UC Davis Professor Alan Williamson and St. Mary’s Professor Jeanne Foster feature at a special THURSDAY EVENING READING at the Sacramento Poetry Center

 

Thursday, December 6, 2012, 7:30pm – 9:00pm

 

Poet, short story writer, and critic Alan Batcher Williamson was born in Chicago, Illinois. He earned a BA at Haverford College and a PhD at Harvard University, where he studied with Robert Lowell. He is the author of several collections of poetry, including The Pattern More Complicated: New and Selected Poems (2004), Res Publica (1998), and Love and the Sou

l (1995). His lyric poetry explores the intersection of public and personal geographies.

 

Williamson’s critical writing includes Almost a Girl: Male Writers and Female Identification (2001), Eloquence and Mere Life: Essays on the Art of Poetry (1994), and Pity the Monsters: The Political Vision of Robert Lowell (1974).

*WHAT IS REQUIRED*: From the poetry reading announcement, reproduce word for word the passage that begins at the words "Poet, short story" and stops after the words "Robert Lowell (1974).".

*DATA EXCERPTS*:
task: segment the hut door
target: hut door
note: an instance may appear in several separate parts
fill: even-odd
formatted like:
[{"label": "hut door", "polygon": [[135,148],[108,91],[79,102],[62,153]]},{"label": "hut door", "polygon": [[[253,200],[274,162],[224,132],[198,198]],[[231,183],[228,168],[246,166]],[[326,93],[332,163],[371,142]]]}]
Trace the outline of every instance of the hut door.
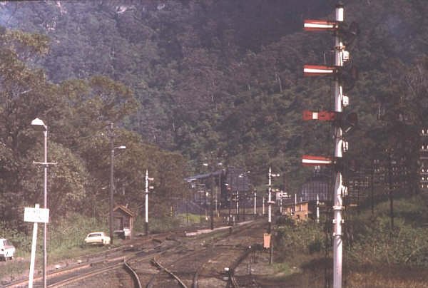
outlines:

*THE RESULT*:
Poet, short story writer, and critic Alan Batcher Williamson was born in Chicago, Illinois. He earned a BA at Haverford College and a PhD at Harvard University, where he studied with Robert Lowell. He is the author of several collections of poetry, including The Pattern More Complicated: New and Selected Poems (2004), Res Publica (1998), and Love and the Sou

l (1995). His lyric poetry explores the intersection of public and personal geographies.

 

Williamson’s critical writing includes Almost a Girl: Male Writers and Female Identification (2001), Eloquence and Mere Life: Essays on the Art of Poetry (1994), and Pity the Monsters: The Political Vision of Robert Lowell (1974).